__CHALLENGE__
Gather each line of the records that includes the string "asphalt".

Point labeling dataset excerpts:
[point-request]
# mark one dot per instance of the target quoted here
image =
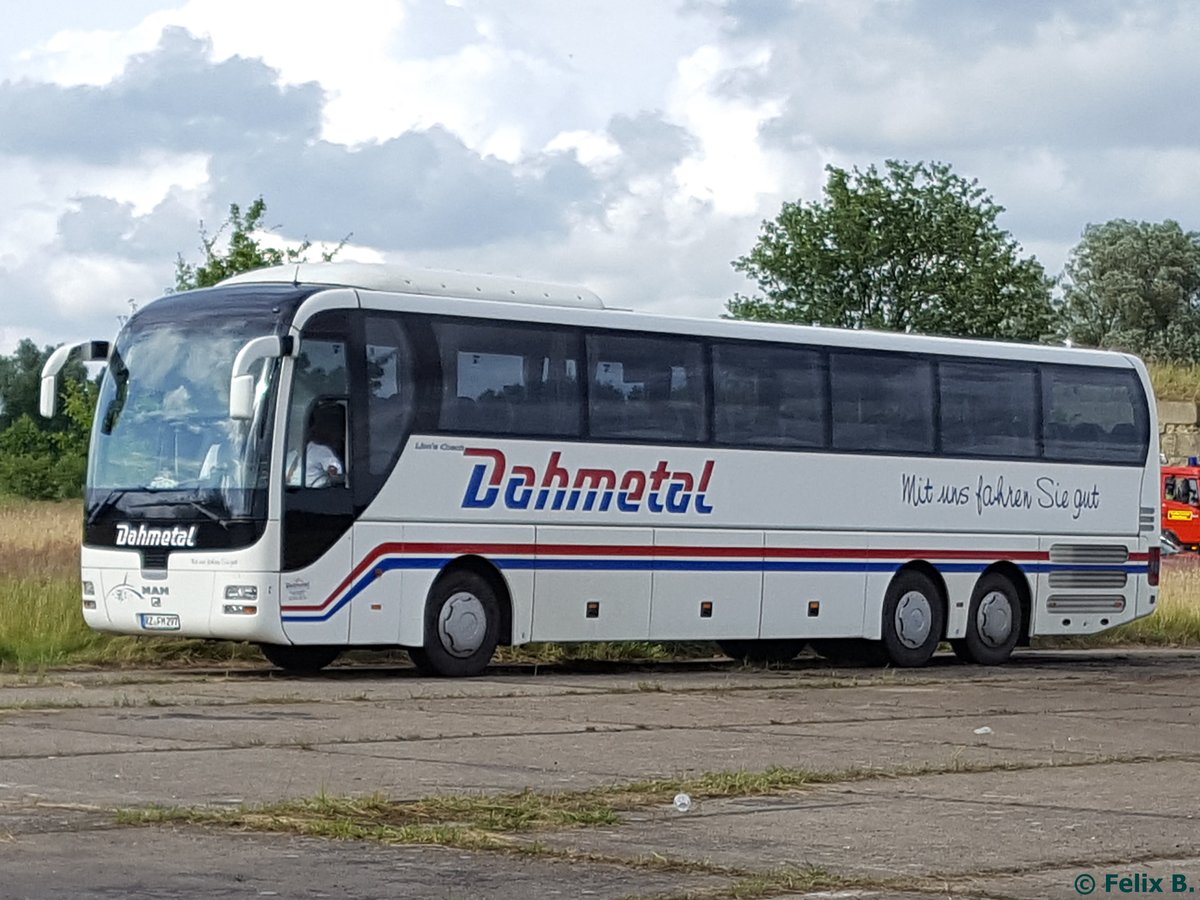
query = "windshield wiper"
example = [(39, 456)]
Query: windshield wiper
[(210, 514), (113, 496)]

==

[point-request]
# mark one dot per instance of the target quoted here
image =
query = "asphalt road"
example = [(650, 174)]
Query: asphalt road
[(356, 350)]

__EXERCISE RESULT__
query = "asphalt road"
Query: asphalt road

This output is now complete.